Problem to solve: Quote exactly the lines running from the line with "Query: white building facade" to the end of the entries, including both, and nothing else.

Dataset entries:
►

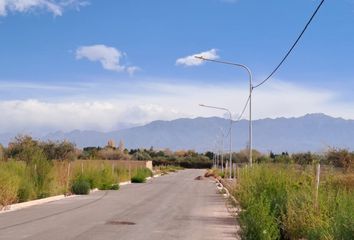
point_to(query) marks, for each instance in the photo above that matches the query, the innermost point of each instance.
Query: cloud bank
(56, 7)
(169, 101)
(109, 57)
(193, 61)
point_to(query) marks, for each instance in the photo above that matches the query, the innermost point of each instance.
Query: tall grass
(279, 203)
(20, 181)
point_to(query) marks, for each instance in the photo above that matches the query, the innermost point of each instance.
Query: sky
(101, 65)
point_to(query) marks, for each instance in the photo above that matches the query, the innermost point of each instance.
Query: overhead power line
(244, 108)
(292, 47)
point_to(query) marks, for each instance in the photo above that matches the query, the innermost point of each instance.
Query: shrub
(106, 179)
(138, 179)
(26, 191)
(9, 185)
(81, 187)
(114, 186)
(280, 199)
(259, 222)
(340, 158)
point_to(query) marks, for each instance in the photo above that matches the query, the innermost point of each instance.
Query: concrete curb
(18, 206)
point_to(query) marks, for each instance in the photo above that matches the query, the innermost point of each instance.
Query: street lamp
(250, 97)
(230, 115)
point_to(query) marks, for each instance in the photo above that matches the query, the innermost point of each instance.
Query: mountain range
(312, 132)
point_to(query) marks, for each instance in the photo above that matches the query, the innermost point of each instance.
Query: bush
(9, 185)
(81, 187)
(259, 222)
(115, 187)
(279, 200)
(26, 191)
(138, 179)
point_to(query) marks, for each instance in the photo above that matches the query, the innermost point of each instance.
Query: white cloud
(229, 1)
(109, 57)
(193, 61)
(56, 7)
(167, 102)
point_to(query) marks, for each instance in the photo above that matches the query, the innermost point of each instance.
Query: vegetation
(141, 175)
(279, 203)
(80, 186)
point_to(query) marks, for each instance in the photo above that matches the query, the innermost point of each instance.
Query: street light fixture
(230, 115)
(250, 96)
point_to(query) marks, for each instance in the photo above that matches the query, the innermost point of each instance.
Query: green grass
(141, 175)
(20, 181)
(279, 203)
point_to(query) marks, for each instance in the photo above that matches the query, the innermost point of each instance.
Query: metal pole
(230, 131)
(250, 96)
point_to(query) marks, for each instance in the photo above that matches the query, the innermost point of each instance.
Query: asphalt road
(175, 206)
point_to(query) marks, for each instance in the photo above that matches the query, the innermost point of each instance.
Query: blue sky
(65, 61)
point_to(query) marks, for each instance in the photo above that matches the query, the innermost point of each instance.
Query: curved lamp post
(250, 96)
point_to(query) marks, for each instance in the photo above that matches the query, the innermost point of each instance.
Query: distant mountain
(312, 132)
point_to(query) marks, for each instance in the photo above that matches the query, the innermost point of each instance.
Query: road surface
(174, 206)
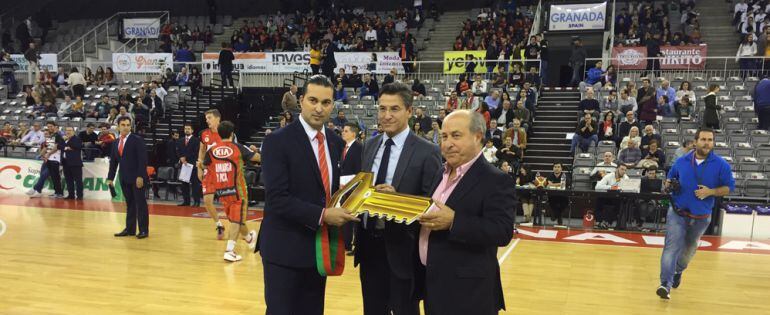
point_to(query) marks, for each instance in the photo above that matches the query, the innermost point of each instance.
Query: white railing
(79, 49)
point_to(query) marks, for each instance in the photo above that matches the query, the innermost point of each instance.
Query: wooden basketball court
(59, 257)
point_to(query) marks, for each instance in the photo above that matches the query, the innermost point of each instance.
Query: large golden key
(360, 196)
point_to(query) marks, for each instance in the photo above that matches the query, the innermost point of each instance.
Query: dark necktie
(382, 173)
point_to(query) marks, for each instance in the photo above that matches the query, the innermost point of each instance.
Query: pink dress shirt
(442, 193)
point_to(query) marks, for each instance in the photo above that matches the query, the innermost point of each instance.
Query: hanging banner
(577, 17)
(141, 28)
(17, 176)
(363, 61)
(142, 62)
(675, 57)
(47, 61)
(261, 62)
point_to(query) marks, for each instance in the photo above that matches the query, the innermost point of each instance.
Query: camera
(674, 187)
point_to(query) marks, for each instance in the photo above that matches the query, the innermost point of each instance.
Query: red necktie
(120, 145)
(322, 163)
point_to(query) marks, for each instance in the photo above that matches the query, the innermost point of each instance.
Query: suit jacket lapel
(307, 148)
(466, 183)
(403, 160)
(371, 153)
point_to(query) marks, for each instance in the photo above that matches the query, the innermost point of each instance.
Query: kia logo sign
(222, 152)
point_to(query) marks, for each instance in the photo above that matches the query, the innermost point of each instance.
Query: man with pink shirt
(473, 215)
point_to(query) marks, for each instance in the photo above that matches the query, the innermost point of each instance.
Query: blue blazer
(294, 195)
(72, 157)
(133, 163)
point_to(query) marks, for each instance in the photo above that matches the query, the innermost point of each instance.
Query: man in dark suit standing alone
(187, 148)
(350, 166)
(473, 214)
(130, 152)
(300, 168)
(406, 163)
(73, 164)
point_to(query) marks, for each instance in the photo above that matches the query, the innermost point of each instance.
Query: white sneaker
(232, 256)
(253, 243)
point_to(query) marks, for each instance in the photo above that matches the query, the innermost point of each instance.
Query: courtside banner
(141, 28)
(47, 61)
(577, 17)
(261, 62)
(363, 60)
(17, 176)
(455, 61)
(674, 57)
(141, 62)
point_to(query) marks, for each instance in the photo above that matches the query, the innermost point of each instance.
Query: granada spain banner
(674, 57)
(17, 176)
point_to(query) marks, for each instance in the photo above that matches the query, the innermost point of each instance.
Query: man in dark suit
(350, 166)
(187, 149)
(406, 163)
(301, 172)
(73, 164)
(130, 152)
(473, 215)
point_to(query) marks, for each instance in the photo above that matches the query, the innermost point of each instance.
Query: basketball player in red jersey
(225, 164)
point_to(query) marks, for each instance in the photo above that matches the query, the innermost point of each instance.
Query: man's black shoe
(124, 233)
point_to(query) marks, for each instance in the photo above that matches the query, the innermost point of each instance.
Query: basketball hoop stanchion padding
(359, 196)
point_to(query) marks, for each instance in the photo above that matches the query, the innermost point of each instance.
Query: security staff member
(694, 180)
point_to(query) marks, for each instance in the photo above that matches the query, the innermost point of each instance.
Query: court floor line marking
(508, 251)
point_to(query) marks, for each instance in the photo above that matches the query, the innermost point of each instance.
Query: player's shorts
(234, 208)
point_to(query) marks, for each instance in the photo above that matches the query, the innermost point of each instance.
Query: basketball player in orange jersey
(209, 138)
(225, 164)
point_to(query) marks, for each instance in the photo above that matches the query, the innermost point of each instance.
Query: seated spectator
(589, 105)
(510, 153)
(611, 181)
(182, 78)
(686, 147)
(340, 95)
(626, 103)
(653, 156)
(493, 100)
(354, 79)
(479, 86)
(686, 89)
(490, 152)
(418, 89)
(684, 108)
(585, 136)
(607, 127)
(340, 120)
(593, 80)
(633, 135)
(631, 155)
(607, 166)
(649, 136)
(452, 102)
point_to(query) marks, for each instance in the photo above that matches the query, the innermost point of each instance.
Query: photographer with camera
(693, 182)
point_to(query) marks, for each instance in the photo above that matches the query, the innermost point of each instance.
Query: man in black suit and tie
(406, 163)
(130, 152)
(73, 164)
(472, 216)
(187, 148)
(300, 169)
(350, 166)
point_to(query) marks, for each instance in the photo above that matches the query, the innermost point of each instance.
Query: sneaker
(232, 256)
(220, 232)
(677, 280)
(253, 243)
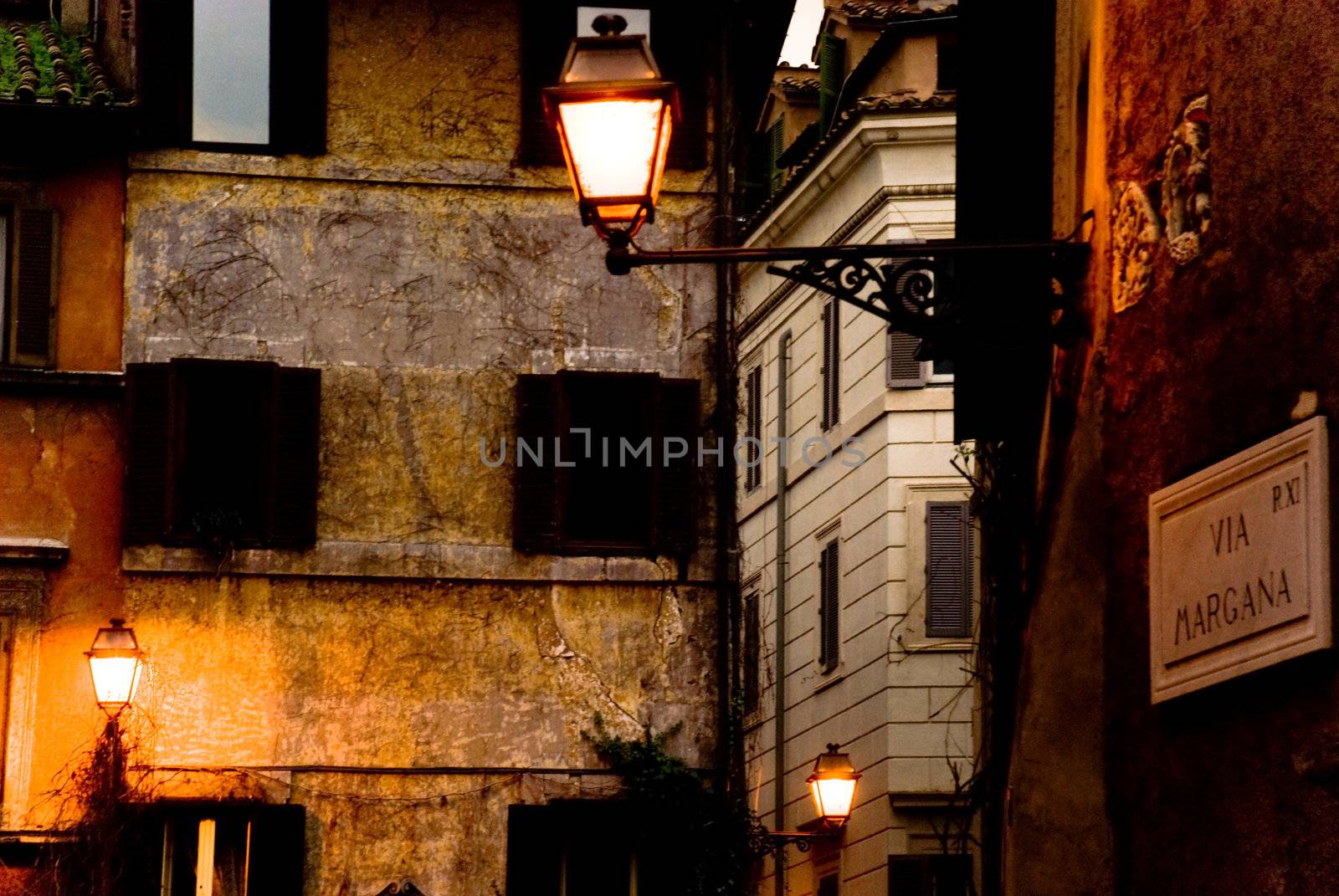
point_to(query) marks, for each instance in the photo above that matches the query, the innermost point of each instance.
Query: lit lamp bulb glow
(613, 115)
(115, 662)
(834, 786)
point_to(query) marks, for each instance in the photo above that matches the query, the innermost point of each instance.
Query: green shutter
(832, 74)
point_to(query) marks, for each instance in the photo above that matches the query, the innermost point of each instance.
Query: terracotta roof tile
(40, 64)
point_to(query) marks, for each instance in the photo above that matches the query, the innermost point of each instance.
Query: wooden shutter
(948, 570)
(753, 653)
(298, 37)
(149, 453)
(33, 288)
(832, 74)
(278, 851)
(904, 369)
(676, 519)
(295, 457)
(536, 494)
(753, 428)
(774, 141)
(533, 852)
(829, 607)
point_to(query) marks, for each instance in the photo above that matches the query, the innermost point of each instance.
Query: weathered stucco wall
(1229, 789)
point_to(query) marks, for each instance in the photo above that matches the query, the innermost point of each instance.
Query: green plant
(703, 829)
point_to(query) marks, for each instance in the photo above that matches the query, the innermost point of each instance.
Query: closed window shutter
(829, 607)
(753, 653)
(298, 78)
(904, 369)
(676, 519)
(533, 852)
(753, 401)
(776, 144)
(295, 457)
(278, 851)
(948, 570)
(33, 288)
(535, 513)
(832, 74)
(149, 456)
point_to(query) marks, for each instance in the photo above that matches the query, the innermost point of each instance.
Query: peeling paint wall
(421, 269)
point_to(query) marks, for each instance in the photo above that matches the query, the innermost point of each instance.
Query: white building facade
(868, 555)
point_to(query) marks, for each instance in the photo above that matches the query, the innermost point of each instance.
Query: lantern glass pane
(114, 678)
(613, 145)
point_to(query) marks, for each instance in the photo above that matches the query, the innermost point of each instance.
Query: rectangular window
(236, 75)
(548, 27)
(930, 875)
(753, 429)
(753, 654)
(28, 251)
(948, 570)
(606, 463)
(220, 849)
(829, 607)
(221, 454)
(832, 366)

◄

Solution to this task:
Query: white building facade
(868, 555)
point_to(query) marks, for each instance in the photo above that matches the query, the innermost point of each instance.
Query: lantern glass pane
(114, 678)
(613, 145)
point_to(query) marks, for each instance in the photo above that matches the query, the innermost point of each instance.
Query: rectangular window
(236, 75)
(548, 27)
(930, 875)
(753, 429)
(753, 654)
(28, 251)
(948, 570)
(606, 463)
(220, 849)
(829, 607)
(221, 454)
(832, 366)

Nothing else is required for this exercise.